== TEXT SECTION

NAIROBI - Kenyans marked half a century of independence from Britain on Thursday, celebrating progress of the regional economic powerhouse but also struggling to shake off a legacy of corruption, inequality and ethnic violence.
Celebrations began at midnight on Wednesday, with the Kenyan flag raised in Nairobi's Uhuru Gardens -- meaning "freedom" in Swahili -- in a reenactment of the moment 50 years earlier when Britain's rule since 1895 came to a close.
Climbers were also scaling the snow-capped peak of Mount Kenya to raise a flag there too.
In another echo of history, President Uhuru Kenyatta addressed crowds, as his father Jomo Kenyatta did in 1963, when he became the first Kenyan to lead the east African nation.
Kenya's President Uhuru Kenyatta addresses the public at the Kasarani stadium. PHOTO/AFP
"On this night 50 years ago Kenyans gathered at these grounds... that night was at once the dusk of oppression and the golden dawn of liberty," Kenyatta said, as supporters sang and danced wildly, as they had done to his father's speech.
"From that night the empire waned and a proud new nation was born....finally Kenyans were masters of their own destiny."
Today, anti-colonial rhetoric is being drummed up again, amid international pressure on Kenyatta ahead of his international crimes against humanity trial early next year.
Kenyatta, who denies all charges of masterminding violence following contested elections in 2007 in which over 1,00 died, has campaigned hard to have his trial at International Criminal Court suspended, appealing for support from fellow African presidents and at the African Union.
At midnight, Kenyatta called for the honouring of the country's freedom fighters of the Mau Mau uprising, a largely ethnic Kikuyu insurgent movement in the 1950s brutally suppressed by colonial powers.
Kenyan troops parade past the presidential dias. PHOTO/AFP
Kenyan military helicopters fly past the presidential dias. PHOTO/AFP
Eritrea's president Isaias Afewerki (L) sits next to Kenya former president Mwai Kibaki. PHOTO/AFP
"I ask you this night to rededicate ourselves to defending that freedom and sovereignty that they secured at such great cost, and to resist tyranny and exploitation at all times," he said to cheers from the crowd.
Tens of thousands of Kenyans waving flags and singing gathered later at the main sports stadium in Nairobi for military parades and speeches, watched also by Kenyatta and over a dozen fellow African leaders.
'Mixed bag' of achievements
But for many Kenyans, the anniversary is a date to rather look forward to build their nation rather than dredge up the ghosts of the past.
Many are critical.
"This will be a season of hagiography," wrote Patrick Gathara, a well known media commentator and cartoonist in a recent article.
"Kenya will put on its Sunday-best gear and apply some patriotic perfume to cover the stench of the last five decades."
Rwandan dancers perform at the Kasarani stadium. PHOTO/AFP
Traditional dancers from Burundi present a traditional song and dance. PHOTO/AFP
President Kenyatta (R) shakes hands with his Ugandan counterpart Yoweri Museveni. PHOTO/AFP
This week the World Bank cut its growth forecast for Kenya for 2013 and 2014 to five percent, suggesting Kenya is drifting behind regional nations.
Gado, one of Kenya's most famous cartoonists, drew an image for the Daily Nation newspaper, showing a map 'figure' of the country holding a list of challenges faced in 1963 -- poverty, illiteracy and disease -- and again in 2013, including the same problems, but tribalism and corruption tacked on too.

====
== MATERIAL PROVIDED

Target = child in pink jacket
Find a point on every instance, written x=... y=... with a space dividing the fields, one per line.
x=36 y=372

====

TASK ITEM A ▸ In the article on Kenya's independence anniversary, where was the Kenyan flag raised at midnight on Wednesday?
TASK ITEM B ▸
Say whether each statement agrees with the article on Kenya's independence anniversary. Answer yes or no for each and quote the words that decide it.
(i) British rule over Kenya began in 1895.
(ii) The World Bank raised its growth forecast for Kenya.
(iii) The Mau Mau uprising was a largely ethnic Kikuyu movement.

SOLUTION A ▸ In Nairobi's Uhuru Gardens.

SOLUTION B ▸
(i) Yes: "Britain's rule since 1895 came to a close."
(ii) No: "This week the World Bank cut its growth forecast for Kenya for 2013 and 2014 to five percent"
(iii) Yes: "a largely ethnic Kikuyu insurgent movement in the 1950s"